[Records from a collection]
start

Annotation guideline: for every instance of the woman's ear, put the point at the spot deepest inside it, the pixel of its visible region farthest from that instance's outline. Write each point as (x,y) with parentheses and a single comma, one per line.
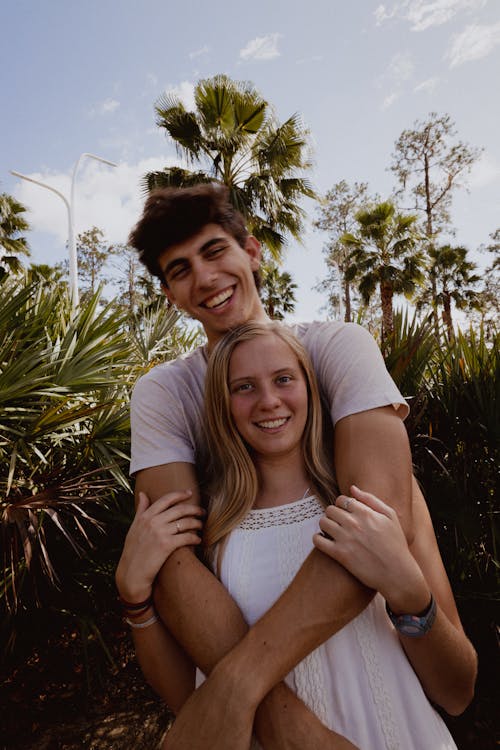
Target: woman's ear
(253,249)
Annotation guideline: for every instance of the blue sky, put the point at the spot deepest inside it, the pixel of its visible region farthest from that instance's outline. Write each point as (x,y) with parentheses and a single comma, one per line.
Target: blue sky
(84,76)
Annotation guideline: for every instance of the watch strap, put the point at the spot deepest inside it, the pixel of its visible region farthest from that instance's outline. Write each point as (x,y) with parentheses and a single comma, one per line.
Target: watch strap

end

(Short exercise)
Turn the lines above into a numbered list, leaving out blank lines and the pictures.

(Task answer)
1. Annotation guideline: for every instance of the woman's ear, put the point at the spot deepest inside it, the pixel of its visible region farthest from that instance's outline. Write each point as (x,y) with parentheses and a single comma, one per line.
2. Target: woman's ear
3. (253,249)
4. Annotation guideline: for every instance of the blue sky, put the point at the spot deepest inside it, the pixel of its visible region farthest from that instance's outline. Write each point as (x,y) with parentheses and a single comma, one per line.
5. Target: blue sky
6. (84,76)
7. Annotation guideline: for every instance of the watch strap, put the point at the spot deepest inside it, the pixel of its visible region farthest from that instance's outline. Write each point as (x,y) with parentheses and a single comma, one per line.
8. Target: watch strap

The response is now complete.